◆ **Material shown**
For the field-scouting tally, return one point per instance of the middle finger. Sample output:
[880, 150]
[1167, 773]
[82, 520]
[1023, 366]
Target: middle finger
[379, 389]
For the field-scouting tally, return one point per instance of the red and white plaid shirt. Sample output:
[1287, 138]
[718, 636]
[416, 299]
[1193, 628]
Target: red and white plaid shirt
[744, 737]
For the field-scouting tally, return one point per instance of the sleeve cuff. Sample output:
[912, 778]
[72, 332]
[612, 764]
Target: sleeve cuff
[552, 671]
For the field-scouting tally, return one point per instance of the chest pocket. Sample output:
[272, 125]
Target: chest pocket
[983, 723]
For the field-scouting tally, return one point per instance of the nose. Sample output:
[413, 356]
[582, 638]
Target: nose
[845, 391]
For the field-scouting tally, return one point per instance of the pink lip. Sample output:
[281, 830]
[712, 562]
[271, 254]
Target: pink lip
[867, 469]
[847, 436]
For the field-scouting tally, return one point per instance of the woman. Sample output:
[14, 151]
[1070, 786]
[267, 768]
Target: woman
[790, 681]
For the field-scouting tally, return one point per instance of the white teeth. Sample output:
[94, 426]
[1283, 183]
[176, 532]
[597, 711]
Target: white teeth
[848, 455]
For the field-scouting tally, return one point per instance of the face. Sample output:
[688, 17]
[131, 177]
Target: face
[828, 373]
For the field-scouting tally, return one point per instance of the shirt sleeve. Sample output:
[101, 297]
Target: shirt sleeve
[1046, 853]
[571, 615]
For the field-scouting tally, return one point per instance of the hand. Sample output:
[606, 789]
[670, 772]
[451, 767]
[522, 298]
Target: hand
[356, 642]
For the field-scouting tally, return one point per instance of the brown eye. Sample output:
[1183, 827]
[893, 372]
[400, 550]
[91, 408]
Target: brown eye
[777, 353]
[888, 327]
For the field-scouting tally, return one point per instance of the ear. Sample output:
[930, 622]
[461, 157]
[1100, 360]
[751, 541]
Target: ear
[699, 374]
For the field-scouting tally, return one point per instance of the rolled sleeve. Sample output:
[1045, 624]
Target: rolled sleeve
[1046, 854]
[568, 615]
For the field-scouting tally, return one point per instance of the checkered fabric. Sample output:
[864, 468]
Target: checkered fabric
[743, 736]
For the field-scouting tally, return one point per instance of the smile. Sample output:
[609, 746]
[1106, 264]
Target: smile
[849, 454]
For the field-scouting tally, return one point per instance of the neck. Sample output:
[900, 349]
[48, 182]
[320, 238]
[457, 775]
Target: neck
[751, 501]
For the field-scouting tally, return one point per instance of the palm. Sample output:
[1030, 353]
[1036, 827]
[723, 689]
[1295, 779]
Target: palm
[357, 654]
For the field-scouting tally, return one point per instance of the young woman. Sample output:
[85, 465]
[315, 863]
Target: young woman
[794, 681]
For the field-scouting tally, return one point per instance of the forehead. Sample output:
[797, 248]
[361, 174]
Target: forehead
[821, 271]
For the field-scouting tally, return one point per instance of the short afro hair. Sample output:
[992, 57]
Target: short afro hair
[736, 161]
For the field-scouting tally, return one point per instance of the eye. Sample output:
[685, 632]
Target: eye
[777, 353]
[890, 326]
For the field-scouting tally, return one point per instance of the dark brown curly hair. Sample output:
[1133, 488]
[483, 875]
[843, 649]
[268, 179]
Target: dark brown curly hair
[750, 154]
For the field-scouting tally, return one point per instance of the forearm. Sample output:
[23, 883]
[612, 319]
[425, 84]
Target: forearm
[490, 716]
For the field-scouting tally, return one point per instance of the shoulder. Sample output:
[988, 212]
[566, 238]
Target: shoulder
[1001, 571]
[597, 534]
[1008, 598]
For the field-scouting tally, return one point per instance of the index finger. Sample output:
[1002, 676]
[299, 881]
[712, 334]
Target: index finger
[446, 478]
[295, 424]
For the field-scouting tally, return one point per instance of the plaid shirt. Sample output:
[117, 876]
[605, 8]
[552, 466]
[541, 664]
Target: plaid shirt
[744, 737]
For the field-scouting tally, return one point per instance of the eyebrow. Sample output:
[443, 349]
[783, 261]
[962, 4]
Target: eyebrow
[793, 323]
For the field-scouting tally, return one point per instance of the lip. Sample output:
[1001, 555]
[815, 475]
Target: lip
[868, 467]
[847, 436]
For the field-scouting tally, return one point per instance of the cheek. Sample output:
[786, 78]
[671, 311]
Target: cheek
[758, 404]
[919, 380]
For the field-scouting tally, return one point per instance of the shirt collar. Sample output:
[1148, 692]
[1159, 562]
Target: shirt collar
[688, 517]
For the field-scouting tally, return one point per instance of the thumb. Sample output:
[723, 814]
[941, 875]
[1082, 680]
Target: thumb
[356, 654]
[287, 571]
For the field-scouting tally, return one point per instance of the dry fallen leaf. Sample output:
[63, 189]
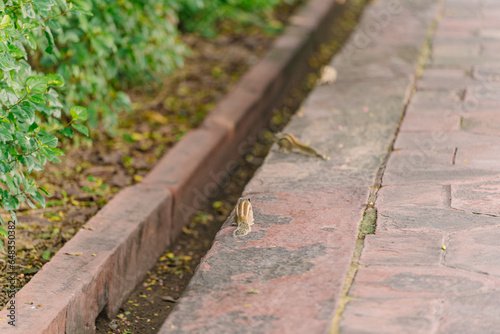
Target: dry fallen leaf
[168, 299]
[328, 75]
[75, 254]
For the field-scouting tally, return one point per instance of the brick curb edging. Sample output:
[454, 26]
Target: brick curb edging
[128, 235]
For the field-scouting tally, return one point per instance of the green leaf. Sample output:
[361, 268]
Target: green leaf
[5, 135]
[47, 139]
[46, 255]
[9, 202]
[5, 21]
[45, 191]
[78, 113]
[16, 52]
[37, 84]
[39, 198]
[55, 80]
[8, 63]
[68, 132]
[37, 98]
[81, 128]
[48, 153]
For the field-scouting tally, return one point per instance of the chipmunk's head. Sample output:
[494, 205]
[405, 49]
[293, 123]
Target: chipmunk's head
[244, 208]
[279, 135]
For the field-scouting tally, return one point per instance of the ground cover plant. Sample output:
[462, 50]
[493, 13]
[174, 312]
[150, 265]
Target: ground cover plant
[92, 51]
[89, 175]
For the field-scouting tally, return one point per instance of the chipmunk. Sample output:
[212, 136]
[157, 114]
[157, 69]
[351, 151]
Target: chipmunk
[243, 217]
[288, 142]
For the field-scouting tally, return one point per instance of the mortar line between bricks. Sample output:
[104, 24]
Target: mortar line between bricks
[370, 209]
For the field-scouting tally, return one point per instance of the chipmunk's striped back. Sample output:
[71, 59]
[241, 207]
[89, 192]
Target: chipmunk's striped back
[243, 217]
[244, 212]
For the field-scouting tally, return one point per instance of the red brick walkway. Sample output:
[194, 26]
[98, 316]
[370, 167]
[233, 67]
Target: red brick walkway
[432, 265]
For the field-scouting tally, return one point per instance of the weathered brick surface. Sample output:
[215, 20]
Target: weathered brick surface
[415, 249]
[127, 237]
[307, 210]
[405, 315]
[432, 265]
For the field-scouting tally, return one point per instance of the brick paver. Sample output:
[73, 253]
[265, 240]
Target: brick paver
[433, 265]
[287, 274]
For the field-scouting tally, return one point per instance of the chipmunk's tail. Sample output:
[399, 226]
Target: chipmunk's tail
[241, 230]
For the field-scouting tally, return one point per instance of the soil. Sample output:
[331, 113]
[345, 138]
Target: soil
[153, 299]
[91, 173]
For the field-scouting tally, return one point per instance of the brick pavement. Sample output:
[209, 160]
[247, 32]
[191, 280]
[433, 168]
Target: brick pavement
[441, 188]
[287, 275]
[432, 264]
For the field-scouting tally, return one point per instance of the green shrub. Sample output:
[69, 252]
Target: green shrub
[30, 104]
[202, 16]
[123, 44]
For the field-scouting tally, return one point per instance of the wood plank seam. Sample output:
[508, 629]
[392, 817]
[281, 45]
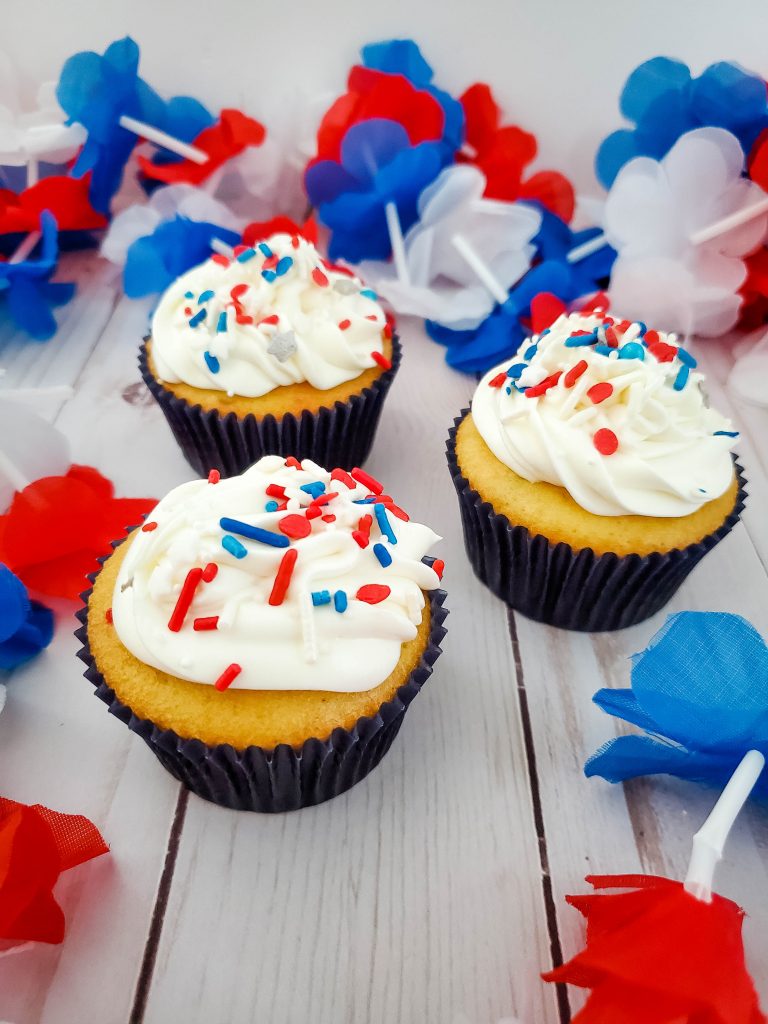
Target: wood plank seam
[146, 971]
[549, 901]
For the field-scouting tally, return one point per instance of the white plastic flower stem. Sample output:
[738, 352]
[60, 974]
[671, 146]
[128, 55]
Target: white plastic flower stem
[164, 139]
[480, 267]
[710, 840]
[397, 243]
[742, 216]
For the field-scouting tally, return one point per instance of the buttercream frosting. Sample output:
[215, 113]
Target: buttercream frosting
[613, 413]
[273, 314]
[299, 578]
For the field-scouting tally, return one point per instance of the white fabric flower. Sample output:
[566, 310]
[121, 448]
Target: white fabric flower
[654, 208]
[39, 133]
[442, 286]
[164, 204]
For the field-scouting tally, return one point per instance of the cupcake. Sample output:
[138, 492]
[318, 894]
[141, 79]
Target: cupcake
[264, 634]
[592, 474]
[270, 352]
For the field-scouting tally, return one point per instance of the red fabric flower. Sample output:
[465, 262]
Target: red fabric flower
[377, 94]
[232, 133]
[503, 152]
[58, 526]
[36, 845]
[655, 953]
[66, 198]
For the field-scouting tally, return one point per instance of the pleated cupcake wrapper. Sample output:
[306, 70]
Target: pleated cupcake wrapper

◆ **About this task**
Return each line of the data that contains the string "wrapper".

◆ **Written solution**
For the field-scouting tally, return one point per instance of the pleated cupcake wrapper. Sample output:
Target: pleated cupcake wrapper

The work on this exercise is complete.